--- START OF Passage ---

You are viewing a plain text version of this content. The canonical link for it is here.
Posted to issues@spark.apache.org by "zhengruifeng (JIRA)" <ji...@apache.org> on 2016/03/15 02:57:33 UTC

[jira] [Issue Comment Deleted] (SPARK-13712) Add OneVsOne to ML

     [ https://issues.apache.org/jira/browse/SPARK-13712?page=com.atlassian.jira.plugin.system.issuetabpanels:all-tabpanel ]

zhengruifeng updated SPARK-13712:
---------------------------------
    Comment: was deleted

(was: OK, I have closed the PR.
I had also planned to implement ECC after this PR.
In general, OneVsOne is slowest among the three methods, but it generate the highest accuracy. ECC is the fastest one (about log(num_class) submodels) with lowest accuracy. OneVsRest is in middle of them, both speed and accuracy.
In most case, num_class is a small number, and so OneVsOne is useful.
Suppose there are 3 classes, OneVsOne is even faster than OneVsRest. So I think it may be a useful choice for user.)

--- END OF Passage ---

Work to complete:
- A) In the notice about SPARK-13712, which of the three methods does the deleted comment call the fastest?
- B) Write the next part of the notice about SPARK-13712, beginning after its final line.
The lines that come next have no connection to the notice about SPARK-13712.

--- START OF Source material ---

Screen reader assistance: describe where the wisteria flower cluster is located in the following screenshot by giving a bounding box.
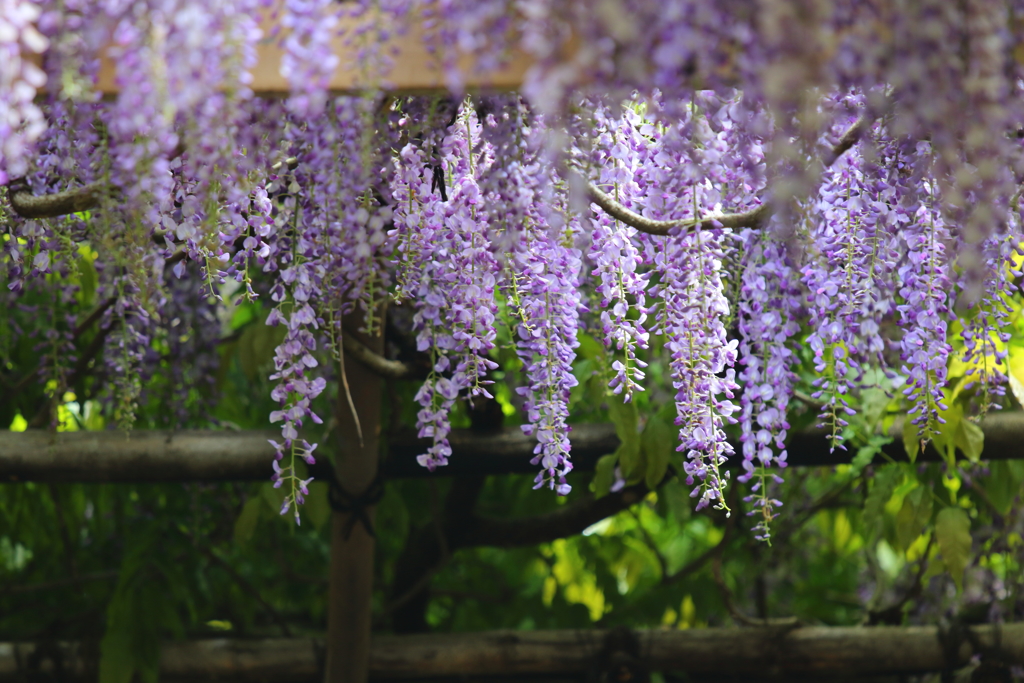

--- END OF Source material ---

The results:
- A) ECC, which uses about log(num_class) submodels.

- B)
> Add OneVsOne to ML
> ------------------
>
>                 Key: SPARK-13712
>                 URL: https://issues.apache.org/jira/browse/SPARK-13712
>             Project: Spark
>          Issue Type: New Feature
>          Components: ML
>            Reporter: zhengruifeng
>            Priority: Minor
>
> Another Meta method for multi-class classification.
> Most classification algorithms were designed for balanced data.
> The OneVsRest method will generate K models on imbalanced data.
> The OneVsOne will train K*(K-1)/2 models on balanced data.
> OneVsOne is less sensitive to the problems of imbalanced datasets, and can usually result in higher precision.
> But it is much more computationally expensive, although each model are trained on a much smaller dataset. (2/K of total)
> The OneVsOne is implemented in the way OneVsRest did:
> val classifier = new LogisticRegression()
> val ovo = new OneVsOne()
> ovo.setClassifier(classifier)
> val ovoModel = ovo.fit(data)
> val predictions = ovoModel.transform(data)



--
This message was sent by Atlassian JIRA
(v6.3.4#6332)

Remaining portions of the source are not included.